- Quoted text
· · ·
Roberts will expand into residential builds: CEO Emma Shipley
NSW builder Roberts will expand into residential construction – a sector it has avoided over the first eight years of its life – and widen the scope of projects it is willing to take on under the financial backing of new owner Arada, chief executive Emma Shipley said.
The Roberts Co NSW business, which since its founding by Rich List owner Andrew Roberts in 2017 has focused on commercial construction and government and steered clear of apartments, would also consider projects worth less than the $200 million limit it previously set, she said.
“I’m repurposing the business,” Shipley told The Australian Financial Review. “I’m happy to look at anything from $100 million to $1 billion.”
The decision by Roberts to sell his eponymous contracting company and exit commercial construction, a sector he grew up in, has triggered a shake-up in Australian contracting and placed another of the country’s large builders – Multiplex, which his father John Roberts founded – in foreign ownership.
· · ·
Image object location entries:
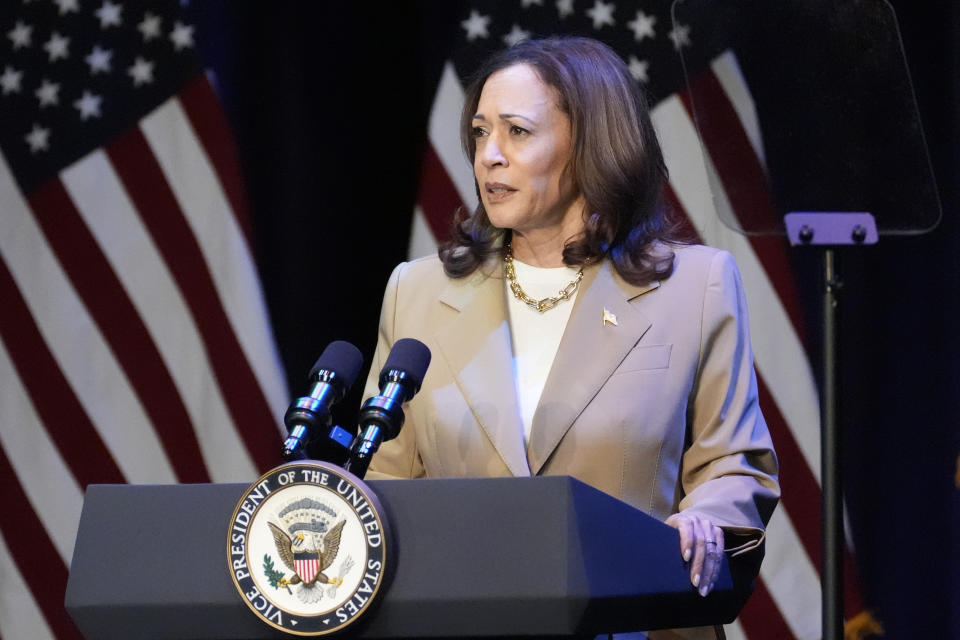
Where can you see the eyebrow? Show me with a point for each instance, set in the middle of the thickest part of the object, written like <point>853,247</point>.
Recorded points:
<point>504,116</point>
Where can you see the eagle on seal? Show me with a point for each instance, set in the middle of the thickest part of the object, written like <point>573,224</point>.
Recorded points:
<point>307,559</point>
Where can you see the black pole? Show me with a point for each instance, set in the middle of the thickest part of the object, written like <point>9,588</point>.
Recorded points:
<point>832,505</point>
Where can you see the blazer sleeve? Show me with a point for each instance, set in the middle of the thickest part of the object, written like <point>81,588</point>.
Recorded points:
<point>397,458</point>
<point>729,470</point>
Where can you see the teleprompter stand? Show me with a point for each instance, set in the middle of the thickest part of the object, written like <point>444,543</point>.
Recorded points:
<point>475,558</point>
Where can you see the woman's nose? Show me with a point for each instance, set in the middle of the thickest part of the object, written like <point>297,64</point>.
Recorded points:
<point>490,153</point>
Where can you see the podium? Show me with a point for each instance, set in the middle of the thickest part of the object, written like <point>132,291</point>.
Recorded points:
<point>492,557</point>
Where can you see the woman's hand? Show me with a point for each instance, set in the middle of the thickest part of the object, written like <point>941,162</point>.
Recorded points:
<point>701,544</point>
· · ·
- Aim 1
According to the article on the builder Roberts, what set off a shake-up in Australian contracting? Answer in one to three sentences.
- Aim 2
Write a continuation of the article on the builder Roberts, starting after its final sentence.
The entries come from a separate source and have no connection to the article on the builder Roberts.

- Task result 1
The shake-up was set off by Andrew Roberts's decision to sell his eponymous contracting company and leave commercial construction, the sector he grew up in. The sale also put Multiplex, another large builder, which his father John Roberts founded, into foreign ownership.

- Task result 2
Australia’s chronic housing shortage and lack of capacity in the sector to build the volume of homes the country needs – which is already prompting some developers to scale back their ambitions – creates an opportunity for the company to expand into residential work.
But even with a balance sheet replenished by United Arab Emirates-based Arada, which will this week take ownership of the Sydney-based company, it would not accept contracts with the level of risk that caused its Victorian arm to fail, Shipley said.
“I am only prepared to do work where we have the right project for us as a builder, and we have the right client and the right contractual conditions,” she said.
A spokeswoman for Arada said the company would not comment before the transaction settled.
And that lays bare the risks that remain for all contractors, even foreign-owned ones – that they run on razor-thin margins.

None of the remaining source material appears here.